BEGIN
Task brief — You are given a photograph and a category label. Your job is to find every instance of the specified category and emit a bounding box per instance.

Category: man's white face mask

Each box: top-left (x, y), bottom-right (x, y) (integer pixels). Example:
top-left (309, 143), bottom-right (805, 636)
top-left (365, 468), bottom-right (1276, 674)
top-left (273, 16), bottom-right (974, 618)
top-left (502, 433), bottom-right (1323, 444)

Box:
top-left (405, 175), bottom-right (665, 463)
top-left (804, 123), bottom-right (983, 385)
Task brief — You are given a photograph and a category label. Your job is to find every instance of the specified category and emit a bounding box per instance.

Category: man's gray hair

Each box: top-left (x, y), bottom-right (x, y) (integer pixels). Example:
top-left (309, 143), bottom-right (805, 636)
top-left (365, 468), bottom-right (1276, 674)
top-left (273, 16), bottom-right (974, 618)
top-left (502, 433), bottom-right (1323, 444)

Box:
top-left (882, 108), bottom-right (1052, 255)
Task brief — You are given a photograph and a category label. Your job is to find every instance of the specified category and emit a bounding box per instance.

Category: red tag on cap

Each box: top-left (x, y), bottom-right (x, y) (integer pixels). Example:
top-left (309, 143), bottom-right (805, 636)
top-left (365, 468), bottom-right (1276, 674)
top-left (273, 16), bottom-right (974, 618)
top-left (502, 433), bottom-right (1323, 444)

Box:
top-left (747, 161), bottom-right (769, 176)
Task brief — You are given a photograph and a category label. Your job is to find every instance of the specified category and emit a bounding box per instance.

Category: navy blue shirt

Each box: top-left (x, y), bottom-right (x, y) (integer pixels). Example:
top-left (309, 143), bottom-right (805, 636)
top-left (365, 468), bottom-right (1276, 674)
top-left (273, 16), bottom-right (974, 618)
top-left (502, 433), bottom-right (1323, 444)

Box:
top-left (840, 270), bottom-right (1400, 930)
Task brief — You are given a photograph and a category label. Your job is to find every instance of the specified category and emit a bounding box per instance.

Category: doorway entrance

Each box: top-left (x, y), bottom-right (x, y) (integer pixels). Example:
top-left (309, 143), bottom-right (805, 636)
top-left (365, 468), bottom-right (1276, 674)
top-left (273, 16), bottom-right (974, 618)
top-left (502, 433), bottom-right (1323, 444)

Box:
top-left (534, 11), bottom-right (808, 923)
END
▶ Your instructions
Give the data again, unchanged in every line.

▶ Solution for this problem
Task brief — You are given a photograph and a category label. Your job is to find every instance of the specified category and emit a bounding box per instance.

Category: man's white face mask

Each box: top-left (x, y), bottom-right (x, y) (integer pixels). Example:
top-left (309, 143), bottom-right (805, 636)
top-left (365, 468), bottom-right (1276, 674)
top-left (273, 16), bottom-right (974, 618)
top-left (502, 433), bottom-right (1323, 444)

Box:
top-left (405, 175), bottom-right (665, 463)
top-left (804, 123), bottom-right (983, 385)
Task brief — You are given a photograph and a category label. Your job is to find every instance of the specified category and emit a bounding box per instance.

Category: man's gray hair

Each box: top-left (x, y), bottom-right (x, y) (integer pixels). Example:
top-left (309, 143), bottom-right (805, 636)
top-left (365, 468), bottom-right (1276, 674)
top-left (273, 16), bottom-right (974, 618)
top-left (502, 433), bottom-right (1323, 444)

Box:
top-left (882, 108), bottom-right (1052, 255)
Task brief — You are given a photograph and a category label. Your job is to find every instance of the specified category and emit a bounding box per instance.

Category: red tag on cap

Each box: top-left (x, y), bottom-right (x, y) (integer pixels). Example:
top-left (309, 143), bottom-right (805, 636)
top-left (365, 468), bottom-right (1276, 674)
top-left (273, 16), bottom-right (974, 618)
top-left (502, 433), bottom-right (1323, 444)

Box:
top-left (747, 161), bottom-right (769, 176)
Task brief — You are given a photograph and a category label. Your job is to find every instance of the specified category and emit a bounding box per instance.

Category: navy blue shirt

Each box: top-left (x, y), bottom-right (x, y) (integer pixels). Example:
top-left (309, 143), bottom-right (805, 636)
top-left (365, 468), bottom-right (1276, 674)
top-left (273, 16), bottom-right (974, 618)
top-left (502, 433), bottom-right (1323, 444)

Box:
top-left (840, 270), bottom-right (1400, 930)
Task brief — You are given a photograph and a category label. Your job is to find every instance of the specified category and emit a bounding box per instance.

Category: doorway entrance

Each box: top-left (x, y), bottom-right (x, y) (integer pixels). Example:
top-left (309, 143), bottom-right (805, 636)
top-left (365, 468), bottom-right (1276, 674)
top-left (273, 16), bottom-right (974, 618)
top-left (502, 433), bottom-right (1323, 444)

Box:
top-left (534, 11), bottom-right (808, 923)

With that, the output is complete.